_ТЕКСТ ЗАДАНИЯ_
Выпишите из приведенных ниже записей все строки, в которых встречается слово «Output». Регистр букв учитывается.

:::::

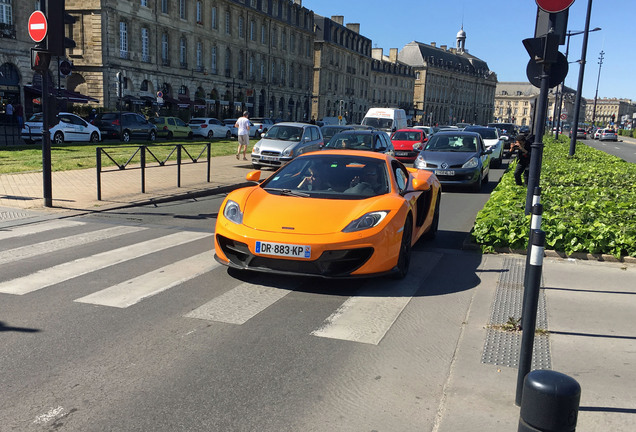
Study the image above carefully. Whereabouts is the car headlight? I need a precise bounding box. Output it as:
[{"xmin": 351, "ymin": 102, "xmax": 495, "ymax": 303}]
[
  {"xmin": 223, "ymin": 200, "xmax": 243, "ymax": 225},
  {"xmin": 342, "ymin": 211, "xmax": 389, "ymax": 232},
  {"xmin": 413, "ymin": 154, "xmax": 426, "ymax": 169},
  {"xmin": 462, "ymin": 157, "xmax": 479, "ymax": 168}
]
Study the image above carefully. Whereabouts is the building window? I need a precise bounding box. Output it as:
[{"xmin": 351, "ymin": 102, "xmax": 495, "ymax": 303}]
[
  {"xmin": 179, "ymin": 37, "xmax": 188, "ymax": 68},
  {"xmin": 141, "ymin": 27, "xmax": 150, "ymax": 63},
  {"xmin": 197, "ymin": 42, "xmax": 203, "ymax": 72},
  {"xmin": 210, "ymin": 46, "xmax": 217, "ymax": 74},
  {"xmin": 119, "ymin": 21, "xmax": 128, "ymax": 58},
  {"xmin": 212, "ymin": 6, "xmax": 219, "ymax": 29},
  {"xmin": 0, "ymin": 0, "xmax": 13, "ymax": 25},
  {"xmin": 161, "ymin": 33, "xmax": 170, "ymax": 66}
]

:::::

_ОТВЕТ НА ЗАДАНИЕ_
Study the image above carefully. Whereabouts is the car headlight? I need a precise bounding box. Output it as:
Study the image above carefully. Whereabouts is the building window? I need a precise bounding box. Output it as:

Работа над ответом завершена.